• Requirement: Reproduce the material below word for word, starting with its first line and ending with the line that contains "200), (518, 219)]", with both of those lines included.

• Task input:
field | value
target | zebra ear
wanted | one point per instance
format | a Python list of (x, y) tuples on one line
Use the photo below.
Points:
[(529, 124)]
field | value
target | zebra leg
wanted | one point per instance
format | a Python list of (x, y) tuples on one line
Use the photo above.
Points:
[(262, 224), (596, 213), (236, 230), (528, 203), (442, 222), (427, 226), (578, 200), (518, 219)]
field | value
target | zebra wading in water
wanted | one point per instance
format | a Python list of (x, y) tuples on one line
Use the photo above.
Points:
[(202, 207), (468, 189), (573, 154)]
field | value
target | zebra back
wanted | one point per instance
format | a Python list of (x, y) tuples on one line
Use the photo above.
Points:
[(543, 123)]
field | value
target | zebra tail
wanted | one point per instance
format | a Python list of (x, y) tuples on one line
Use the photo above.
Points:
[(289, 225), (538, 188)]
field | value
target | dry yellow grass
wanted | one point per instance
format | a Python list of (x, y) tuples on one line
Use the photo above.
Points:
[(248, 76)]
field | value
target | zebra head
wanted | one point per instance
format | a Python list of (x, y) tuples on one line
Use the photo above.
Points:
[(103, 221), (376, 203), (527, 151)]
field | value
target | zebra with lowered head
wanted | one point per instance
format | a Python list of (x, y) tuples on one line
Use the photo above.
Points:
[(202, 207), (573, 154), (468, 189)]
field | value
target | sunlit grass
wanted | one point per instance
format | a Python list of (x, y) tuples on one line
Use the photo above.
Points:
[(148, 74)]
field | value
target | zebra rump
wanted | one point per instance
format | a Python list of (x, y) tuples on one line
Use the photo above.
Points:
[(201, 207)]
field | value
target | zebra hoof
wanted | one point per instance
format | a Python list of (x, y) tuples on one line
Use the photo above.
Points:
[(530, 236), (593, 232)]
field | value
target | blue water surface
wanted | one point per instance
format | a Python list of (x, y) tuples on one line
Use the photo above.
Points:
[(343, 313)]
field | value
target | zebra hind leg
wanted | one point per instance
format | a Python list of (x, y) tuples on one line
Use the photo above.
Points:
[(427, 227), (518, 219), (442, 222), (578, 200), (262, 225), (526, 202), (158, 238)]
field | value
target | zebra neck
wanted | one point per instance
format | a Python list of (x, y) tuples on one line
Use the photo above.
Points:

• Written answer:
field | value
target | zebra ear
wanted | one point per instance
format | a Python list of (x, y) tuples on one line
Use the photo below.
Points:
[(529, 124)]
field | value
target | zebra leg
wanted | one point per instance
format | a Python list of (x, y) tuples on one line
Use the photo above.
Points:
[(262, 224), (596, 213), (236, 230), (528, 203), (442, 222), (427, 226), (578, 200), (518, 219)]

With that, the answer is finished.